Short exercise: Exactly reproduce the line that contains "Note: one point per instance of the window blind" and all lines after it in the entries below, through the very last line.

------ Material supplied

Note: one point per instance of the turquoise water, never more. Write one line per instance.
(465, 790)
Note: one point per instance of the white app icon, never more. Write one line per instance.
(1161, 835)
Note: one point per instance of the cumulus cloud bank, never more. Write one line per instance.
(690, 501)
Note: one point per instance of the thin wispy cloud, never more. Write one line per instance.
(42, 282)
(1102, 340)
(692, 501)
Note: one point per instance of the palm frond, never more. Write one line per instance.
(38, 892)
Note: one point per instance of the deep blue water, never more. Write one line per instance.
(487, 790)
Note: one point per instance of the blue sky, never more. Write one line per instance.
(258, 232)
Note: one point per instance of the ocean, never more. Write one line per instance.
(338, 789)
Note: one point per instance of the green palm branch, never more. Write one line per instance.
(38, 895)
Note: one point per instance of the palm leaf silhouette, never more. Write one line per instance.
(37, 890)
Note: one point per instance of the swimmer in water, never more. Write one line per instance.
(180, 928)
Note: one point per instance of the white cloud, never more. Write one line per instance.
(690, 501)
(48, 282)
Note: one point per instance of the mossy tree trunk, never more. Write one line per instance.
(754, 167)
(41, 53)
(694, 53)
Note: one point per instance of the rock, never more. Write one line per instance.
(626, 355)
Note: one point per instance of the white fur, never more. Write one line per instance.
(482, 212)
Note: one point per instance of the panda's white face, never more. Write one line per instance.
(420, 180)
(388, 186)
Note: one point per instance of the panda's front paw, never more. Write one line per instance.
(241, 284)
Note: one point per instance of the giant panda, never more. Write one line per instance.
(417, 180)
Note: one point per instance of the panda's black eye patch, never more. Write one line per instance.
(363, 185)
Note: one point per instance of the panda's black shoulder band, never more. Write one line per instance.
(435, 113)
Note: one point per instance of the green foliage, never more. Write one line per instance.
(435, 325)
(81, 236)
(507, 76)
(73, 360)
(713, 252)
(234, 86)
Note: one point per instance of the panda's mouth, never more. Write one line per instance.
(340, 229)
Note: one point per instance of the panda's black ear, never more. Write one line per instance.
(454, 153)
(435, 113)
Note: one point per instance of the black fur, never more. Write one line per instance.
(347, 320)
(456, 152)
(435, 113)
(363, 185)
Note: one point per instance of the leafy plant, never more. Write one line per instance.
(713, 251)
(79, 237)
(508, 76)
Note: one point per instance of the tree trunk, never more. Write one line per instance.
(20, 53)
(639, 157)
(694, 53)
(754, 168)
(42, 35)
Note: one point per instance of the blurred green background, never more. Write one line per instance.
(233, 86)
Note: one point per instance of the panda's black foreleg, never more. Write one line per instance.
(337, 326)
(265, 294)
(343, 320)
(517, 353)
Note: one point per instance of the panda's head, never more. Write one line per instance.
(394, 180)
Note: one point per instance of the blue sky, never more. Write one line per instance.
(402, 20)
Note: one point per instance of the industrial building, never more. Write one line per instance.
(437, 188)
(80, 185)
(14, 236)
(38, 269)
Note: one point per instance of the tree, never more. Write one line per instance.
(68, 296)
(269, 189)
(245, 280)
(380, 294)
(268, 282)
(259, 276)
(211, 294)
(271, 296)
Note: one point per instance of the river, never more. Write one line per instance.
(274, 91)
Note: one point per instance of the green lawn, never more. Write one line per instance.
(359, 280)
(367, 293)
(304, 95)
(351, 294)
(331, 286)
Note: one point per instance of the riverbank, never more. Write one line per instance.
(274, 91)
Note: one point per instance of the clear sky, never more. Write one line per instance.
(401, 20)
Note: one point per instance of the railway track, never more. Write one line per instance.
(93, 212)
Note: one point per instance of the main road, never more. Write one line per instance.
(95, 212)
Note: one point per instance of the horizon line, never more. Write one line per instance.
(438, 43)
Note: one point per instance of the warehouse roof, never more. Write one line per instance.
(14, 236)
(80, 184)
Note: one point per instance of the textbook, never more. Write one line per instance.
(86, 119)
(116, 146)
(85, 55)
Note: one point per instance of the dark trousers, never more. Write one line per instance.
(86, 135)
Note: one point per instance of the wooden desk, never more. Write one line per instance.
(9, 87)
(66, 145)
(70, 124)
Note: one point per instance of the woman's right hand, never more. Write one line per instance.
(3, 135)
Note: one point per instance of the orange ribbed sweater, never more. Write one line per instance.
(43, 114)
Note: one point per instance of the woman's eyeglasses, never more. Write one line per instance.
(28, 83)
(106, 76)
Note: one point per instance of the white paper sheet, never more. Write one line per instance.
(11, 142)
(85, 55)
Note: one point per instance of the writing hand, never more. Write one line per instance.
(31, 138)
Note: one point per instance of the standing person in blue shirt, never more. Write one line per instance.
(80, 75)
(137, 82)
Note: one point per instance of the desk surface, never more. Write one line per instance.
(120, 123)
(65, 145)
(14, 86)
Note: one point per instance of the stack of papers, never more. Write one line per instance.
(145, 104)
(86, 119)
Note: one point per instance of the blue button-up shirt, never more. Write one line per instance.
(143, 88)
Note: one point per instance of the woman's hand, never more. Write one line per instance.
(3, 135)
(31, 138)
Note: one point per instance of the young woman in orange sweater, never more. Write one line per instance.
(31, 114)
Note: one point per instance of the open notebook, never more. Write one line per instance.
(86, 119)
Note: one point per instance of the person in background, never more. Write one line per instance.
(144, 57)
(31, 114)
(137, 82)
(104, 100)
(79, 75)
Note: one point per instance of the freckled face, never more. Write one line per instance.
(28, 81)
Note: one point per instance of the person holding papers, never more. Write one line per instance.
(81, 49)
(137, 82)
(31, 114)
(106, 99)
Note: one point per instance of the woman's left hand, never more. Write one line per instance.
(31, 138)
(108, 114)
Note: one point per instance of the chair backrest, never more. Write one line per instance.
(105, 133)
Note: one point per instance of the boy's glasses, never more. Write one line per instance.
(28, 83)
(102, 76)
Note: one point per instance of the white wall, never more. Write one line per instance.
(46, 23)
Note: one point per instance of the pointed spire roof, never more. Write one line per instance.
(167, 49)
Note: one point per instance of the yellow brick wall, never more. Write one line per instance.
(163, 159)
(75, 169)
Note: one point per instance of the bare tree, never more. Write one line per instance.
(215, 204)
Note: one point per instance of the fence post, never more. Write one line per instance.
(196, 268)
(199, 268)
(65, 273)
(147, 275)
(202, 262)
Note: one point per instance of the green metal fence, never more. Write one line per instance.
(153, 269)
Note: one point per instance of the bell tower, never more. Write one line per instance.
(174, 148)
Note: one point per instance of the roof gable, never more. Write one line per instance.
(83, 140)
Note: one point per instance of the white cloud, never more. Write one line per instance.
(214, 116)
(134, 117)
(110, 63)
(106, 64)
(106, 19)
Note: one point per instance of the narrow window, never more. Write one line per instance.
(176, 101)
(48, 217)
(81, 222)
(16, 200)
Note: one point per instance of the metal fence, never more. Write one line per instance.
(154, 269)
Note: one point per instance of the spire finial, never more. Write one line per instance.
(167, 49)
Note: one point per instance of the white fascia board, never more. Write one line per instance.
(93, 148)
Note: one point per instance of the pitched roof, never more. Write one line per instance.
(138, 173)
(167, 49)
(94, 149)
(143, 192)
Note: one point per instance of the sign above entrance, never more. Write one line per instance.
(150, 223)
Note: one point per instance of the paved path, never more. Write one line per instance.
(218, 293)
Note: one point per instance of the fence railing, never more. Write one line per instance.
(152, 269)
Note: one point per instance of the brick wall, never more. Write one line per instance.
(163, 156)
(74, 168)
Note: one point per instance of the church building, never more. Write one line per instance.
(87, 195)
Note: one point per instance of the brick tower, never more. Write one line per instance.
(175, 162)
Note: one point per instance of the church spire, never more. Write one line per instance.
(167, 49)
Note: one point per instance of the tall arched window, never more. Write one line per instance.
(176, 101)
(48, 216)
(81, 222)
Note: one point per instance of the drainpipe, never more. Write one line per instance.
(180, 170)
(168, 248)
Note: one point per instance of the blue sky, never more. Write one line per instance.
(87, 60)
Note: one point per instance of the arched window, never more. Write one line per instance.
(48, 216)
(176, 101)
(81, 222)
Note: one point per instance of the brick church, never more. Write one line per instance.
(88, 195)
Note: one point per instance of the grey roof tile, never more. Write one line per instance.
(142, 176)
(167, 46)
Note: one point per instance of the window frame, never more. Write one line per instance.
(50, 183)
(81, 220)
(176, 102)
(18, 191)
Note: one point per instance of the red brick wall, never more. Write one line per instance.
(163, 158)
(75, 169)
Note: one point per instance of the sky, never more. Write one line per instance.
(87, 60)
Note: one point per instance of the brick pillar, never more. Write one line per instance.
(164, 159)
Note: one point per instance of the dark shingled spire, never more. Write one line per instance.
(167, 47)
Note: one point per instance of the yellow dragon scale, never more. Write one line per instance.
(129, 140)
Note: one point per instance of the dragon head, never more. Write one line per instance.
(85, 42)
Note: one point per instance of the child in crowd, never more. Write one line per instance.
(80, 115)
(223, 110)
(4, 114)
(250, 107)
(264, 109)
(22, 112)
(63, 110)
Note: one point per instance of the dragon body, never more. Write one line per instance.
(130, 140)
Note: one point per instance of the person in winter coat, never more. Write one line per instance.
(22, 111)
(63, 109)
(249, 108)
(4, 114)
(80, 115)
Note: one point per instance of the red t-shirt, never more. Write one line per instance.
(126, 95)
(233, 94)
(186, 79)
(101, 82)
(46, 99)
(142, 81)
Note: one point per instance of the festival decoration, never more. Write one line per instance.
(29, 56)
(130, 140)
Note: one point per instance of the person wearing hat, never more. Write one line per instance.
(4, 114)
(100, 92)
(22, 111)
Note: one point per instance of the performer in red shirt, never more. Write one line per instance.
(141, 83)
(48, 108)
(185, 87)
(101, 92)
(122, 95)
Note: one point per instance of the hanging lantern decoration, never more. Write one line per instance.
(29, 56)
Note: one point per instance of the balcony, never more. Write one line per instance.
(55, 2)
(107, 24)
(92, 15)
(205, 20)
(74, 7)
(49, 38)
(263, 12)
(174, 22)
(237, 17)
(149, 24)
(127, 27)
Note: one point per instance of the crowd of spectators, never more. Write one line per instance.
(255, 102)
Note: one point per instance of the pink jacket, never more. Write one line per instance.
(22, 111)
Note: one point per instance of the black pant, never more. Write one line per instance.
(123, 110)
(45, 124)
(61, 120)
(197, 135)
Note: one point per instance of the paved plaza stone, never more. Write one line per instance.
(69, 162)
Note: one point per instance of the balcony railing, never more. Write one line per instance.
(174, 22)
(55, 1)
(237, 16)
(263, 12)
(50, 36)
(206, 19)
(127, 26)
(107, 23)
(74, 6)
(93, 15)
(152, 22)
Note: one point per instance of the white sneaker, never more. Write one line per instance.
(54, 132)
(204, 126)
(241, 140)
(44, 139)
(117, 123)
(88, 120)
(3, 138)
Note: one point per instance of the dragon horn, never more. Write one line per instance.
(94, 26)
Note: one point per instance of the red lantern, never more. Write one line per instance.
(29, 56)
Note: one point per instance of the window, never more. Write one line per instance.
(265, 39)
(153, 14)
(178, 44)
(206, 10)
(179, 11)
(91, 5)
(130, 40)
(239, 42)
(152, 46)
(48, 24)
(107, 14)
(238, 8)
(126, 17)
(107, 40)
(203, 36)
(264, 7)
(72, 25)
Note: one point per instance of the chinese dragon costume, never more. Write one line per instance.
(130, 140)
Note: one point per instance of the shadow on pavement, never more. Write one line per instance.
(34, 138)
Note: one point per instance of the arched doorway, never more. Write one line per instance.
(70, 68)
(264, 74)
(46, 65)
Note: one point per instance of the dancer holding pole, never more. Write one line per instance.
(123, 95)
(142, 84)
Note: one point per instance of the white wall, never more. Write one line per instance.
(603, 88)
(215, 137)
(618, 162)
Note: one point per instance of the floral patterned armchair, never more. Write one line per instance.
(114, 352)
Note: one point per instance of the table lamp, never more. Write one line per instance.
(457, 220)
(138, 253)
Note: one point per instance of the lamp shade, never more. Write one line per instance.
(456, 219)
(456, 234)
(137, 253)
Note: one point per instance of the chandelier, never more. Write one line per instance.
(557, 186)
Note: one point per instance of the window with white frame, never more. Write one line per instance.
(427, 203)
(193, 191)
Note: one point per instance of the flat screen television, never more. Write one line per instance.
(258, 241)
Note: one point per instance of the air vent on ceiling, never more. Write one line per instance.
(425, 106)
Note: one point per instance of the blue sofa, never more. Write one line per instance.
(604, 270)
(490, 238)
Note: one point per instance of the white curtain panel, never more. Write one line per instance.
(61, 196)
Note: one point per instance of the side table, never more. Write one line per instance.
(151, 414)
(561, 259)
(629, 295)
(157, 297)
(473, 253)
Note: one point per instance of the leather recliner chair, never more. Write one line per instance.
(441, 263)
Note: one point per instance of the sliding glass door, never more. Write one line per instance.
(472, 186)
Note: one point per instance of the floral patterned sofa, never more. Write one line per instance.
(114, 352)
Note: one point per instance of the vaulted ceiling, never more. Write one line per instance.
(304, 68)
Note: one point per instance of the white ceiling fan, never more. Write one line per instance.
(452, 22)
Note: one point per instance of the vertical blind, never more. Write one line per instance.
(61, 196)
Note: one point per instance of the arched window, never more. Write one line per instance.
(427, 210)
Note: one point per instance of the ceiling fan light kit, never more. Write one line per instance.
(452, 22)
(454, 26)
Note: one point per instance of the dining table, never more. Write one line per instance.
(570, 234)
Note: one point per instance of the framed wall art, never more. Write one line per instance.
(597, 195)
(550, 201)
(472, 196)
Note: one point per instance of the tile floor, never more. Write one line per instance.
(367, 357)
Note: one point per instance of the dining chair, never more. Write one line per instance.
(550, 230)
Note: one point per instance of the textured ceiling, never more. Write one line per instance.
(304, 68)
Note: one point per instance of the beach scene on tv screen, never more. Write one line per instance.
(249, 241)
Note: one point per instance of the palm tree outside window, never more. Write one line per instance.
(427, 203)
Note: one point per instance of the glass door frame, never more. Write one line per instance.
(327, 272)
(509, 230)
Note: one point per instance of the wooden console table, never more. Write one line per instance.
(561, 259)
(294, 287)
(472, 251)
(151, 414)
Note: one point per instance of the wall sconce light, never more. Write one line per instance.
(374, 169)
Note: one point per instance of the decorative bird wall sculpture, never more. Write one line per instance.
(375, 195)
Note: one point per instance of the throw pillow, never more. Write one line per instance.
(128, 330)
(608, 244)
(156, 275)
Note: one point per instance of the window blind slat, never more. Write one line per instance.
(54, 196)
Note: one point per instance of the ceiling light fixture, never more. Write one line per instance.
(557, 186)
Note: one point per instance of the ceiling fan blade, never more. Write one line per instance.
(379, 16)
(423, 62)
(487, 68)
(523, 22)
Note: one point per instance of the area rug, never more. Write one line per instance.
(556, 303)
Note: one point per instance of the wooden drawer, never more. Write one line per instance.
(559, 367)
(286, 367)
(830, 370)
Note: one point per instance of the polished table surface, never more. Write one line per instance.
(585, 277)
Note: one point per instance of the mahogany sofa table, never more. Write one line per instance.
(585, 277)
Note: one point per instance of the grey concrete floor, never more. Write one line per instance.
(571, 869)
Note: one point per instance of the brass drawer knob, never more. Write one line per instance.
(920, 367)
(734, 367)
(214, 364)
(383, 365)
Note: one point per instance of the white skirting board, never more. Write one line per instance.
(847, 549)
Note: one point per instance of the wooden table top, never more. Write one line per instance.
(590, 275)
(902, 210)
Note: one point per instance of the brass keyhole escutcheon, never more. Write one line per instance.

------------

Solution below:
Note: one point per instance of the window blind slat, never more. Write one line per instance.
(54, 196)
Note: one point per instance of the ceiling light fixture, never more. Write one line per instance.
(557, 186)
Note: one point per instance of the ceiling fan blade, never more. Write one line per instance.
(379, 16)
(423, 62)
(487, 68)
(523, 22)
Note: one point per instance of the area rug, never more. Write one line per instance.
(556, 303)
Note: one point per instance of the wooden drawer, never more. Write one line per instance.
(559, 367)
(286, 367)
(830, 370)
Note: one point per instance of the polished table surface, never more. Write one line per instance.
(585, 277)
Note: one point per instance of the mahogany sofa table, never more. Write one line per instance.
(585, 277)
Note: one point per instance of the grey concrete floor, never more. Write one line per instance.
(571, 869)
Note: one point per instance of the brass drawer knob, never more. Write one line per instance.
(920, 367)
(734, 367)
(214, 364)
(383, 365)
Note: one point per instance of the white skirting board, never more. Write one line per instance.
(847, 549)
Note: one point per instance of the wooden table top, never more. Write one line per instance.
(590, 275)
(902, 210)
Note: one point per instance of the brass keyhole escutcheon, never more. Write one line per instance.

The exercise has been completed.